══ Passage to read ══

EclecticShock · 25/06/2012 22:26

Can you get some legal advice?

AnyFucker · 25/06/2012 22:29

OP, ignore my little rant. My despair is for you and all women in a similar situation.

I am so sorry that, for whatever reason, you think that staying with an abuser is the less-awful option

MoChan · 25/06/2012 22:53

'selfish cunt'...? He said that?

Please don't put up with this. It is not acceptable, you deserve better. Don't let years of your life slip by, wasted on someone who is prepared to treat you like that. You deserve to be happy. Not abused.

Abitwobblynow · 25/06/2012 23:15

Yet I own the house, earn the money and pay all the bills

Thank goodness! Are you married? Are you married in community of property?

What would he do if you looked at him and said calmly, 'please don't speak to me like that'?

What would he do? How would he react?

═══
══ Provided information ══

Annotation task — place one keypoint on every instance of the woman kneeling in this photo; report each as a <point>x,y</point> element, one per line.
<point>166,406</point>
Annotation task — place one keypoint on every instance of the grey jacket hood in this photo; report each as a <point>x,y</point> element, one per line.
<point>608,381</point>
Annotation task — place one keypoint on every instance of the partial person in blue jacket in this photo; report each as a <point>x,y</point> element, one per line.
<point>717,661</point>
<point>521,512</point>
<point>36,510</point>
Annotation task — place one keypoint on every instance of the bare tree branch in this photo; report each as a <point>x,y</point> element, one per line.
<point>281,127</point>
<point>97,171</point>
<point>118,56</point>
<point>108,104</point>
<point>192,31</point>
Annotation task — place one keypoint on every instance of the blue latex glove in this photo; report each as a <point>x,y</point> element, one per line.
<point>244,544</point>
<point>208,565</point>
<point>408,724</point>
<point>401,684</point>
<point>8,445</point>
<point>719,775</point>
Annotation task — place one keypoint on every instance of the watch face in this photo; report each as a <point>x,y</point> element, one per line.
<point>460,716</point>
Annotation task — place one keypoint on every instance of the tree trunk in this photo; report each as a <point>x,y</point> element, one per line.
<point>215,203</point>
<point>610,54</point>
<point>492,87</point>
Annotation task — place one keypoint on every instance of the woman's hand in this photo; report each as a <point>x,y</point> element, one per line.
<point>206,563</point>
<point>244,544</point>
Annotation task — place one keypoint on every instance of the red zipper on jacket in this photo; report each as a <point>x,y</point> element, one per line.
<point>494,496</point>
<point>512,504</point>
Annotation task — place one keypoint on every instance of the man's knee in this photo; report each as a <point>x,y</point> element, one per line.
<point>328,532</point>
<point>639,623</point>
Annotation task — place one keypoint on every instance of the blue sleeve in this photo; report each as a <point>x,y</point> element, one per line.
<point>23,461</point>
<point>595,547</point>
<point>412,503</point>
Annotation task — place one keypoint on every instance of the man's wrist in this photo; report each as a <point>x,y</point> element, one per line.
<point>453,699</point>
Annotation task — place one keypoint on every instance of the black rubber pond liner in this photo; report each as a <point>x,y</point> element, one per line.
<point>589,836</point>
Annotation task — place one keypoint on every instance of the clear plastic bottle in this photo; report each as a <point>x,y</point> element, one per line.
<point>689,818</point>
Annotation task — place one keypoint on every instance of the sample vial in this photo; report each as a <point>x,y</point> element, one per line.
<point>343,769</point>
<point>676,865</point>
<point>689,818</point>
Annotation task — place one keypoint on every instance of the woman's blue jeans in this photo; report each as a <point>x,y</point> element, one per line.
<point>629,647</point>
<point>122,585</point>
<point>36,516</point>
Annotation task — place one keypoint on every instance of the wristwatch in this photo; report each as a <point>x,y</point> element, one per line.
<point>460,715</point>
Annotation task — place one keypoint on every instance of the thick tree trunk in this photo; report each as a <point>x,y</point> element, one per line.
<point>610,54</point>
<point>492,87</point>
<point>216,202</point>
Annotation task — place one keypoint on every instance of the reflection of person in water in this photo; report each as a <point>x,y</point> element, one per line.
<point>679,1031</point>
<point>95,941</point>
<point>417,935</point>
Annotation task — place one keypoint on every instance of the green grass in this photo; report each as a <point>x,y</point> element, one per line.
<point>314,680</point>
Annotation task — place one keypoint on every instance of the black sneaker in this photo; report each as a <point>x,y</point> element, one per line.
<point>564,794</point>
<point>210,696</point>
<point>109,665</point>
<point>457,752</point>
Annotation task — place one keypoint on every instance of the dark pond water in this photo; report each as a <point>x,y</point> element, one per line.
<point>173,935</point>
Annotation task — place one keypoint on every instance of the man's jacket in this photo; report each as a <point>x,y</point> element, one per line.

═══

» **Problems and tasks**:
A) Could you reproduce everything in the forum thread from "MoChan · 25/06/2012" down to "happy. Not abused."?
B) Answer these questions on the forum thread:
(i) At what time did EclecticShock post?
(ii) What does AnyFucker ask the OP to ignore?
(iii) According to MoChan, what does the OP deserve to be instead of abused?
C) Does each statement agree with the forum thread? Give yes or no, with the deciding words quoted.
(i) MoChan posted at 22:53.
(ii) Abitwobblynow asks whether the OP is married.
(iii) AnyFucker says that staying with an abuser is the less-awful option.
The rows are separate material, apart from the forum thread.

» **Response list**:
A)
MoChan · 25/06/2012 22:53

'selfish cunt'...? He said that?

Please don't put up with this. It is not acceptable, you deserve better. Don't let years of your life slip by, wasted on someone who is prepared to treat you like that. You deserve to be happy. Not abused.

B)
(i) 22:26
(ii) "my little rant"
(iii) Happy

C)
(i) Yes: "MoChan · 25/06/2012 22:53"
(ii) Yes: "Are you married?"
(iii) No: "I am so sorry that, for whatever reason, you think that staying with an abuser is the less-awful option"